_Brief_:
Search the data for the word "target" and copy every line where it occurs.

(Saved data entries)
((
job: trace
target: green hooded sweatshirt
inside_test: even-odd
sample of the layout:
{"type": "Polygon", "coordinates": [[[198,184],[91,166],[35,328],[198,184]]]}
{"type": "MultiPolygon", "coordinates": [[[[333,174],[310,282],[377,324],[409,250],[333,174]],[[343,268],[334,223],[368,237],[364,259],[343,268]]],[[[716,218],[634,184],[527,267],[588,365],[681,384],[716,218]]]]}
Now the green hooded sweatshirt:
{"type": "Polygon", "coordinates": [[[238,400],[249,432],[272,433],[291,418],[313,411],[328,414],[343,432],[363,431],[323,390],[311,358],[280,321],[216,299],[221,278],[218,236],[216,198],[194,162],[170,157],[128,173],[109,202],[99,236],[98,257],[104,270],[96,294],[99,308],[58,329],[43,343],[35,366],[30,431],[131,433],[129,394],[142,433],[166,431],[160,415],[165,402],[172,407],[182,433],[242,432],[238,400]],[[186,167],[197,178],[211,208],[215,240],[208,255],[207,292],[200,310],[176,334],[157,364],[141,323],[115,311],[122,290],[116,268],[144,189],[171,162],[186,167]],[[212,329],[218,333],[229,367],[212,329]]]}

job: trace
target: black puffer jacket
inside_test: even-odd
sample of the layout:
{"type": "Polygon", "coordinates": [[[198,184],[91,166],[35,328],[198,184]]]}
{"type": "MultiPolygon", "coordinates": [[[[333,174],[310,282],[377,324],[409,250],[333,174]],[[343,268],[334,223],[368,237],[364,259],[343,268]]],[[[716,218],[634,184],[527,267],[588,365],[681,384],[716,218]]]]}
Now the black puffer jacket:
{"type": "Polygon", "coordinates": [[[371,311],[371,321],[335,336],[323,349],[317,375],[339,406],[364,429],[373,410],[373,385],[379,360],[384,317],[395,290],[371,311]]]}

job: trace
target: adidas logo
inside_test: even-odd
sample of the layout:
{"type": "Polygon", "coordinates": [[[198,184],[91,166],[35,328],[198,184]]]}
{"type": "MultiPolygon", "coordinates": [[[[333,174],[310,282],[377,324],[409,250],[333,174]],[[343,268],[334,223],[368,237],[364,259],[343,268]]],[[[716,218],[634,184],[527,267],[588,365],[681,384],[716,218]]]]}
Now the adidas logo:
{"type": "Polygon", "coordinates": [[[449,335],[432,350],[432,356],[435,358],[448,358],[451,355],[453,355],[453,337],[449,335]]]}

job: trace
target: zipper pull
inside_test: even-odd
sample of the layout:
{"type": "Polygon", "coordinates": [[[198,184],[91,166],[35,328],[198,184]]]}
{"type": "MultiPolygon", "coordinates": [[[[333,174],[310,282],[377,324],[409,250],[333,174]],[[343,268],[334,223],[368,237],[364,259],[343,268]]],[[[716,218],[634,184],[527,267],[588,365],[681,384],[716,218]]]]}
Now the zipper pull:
))
_Answer for the task_:
target: green hooded sweatshirt
target: black puffer jacket
target: adidas logo
target: zipper pull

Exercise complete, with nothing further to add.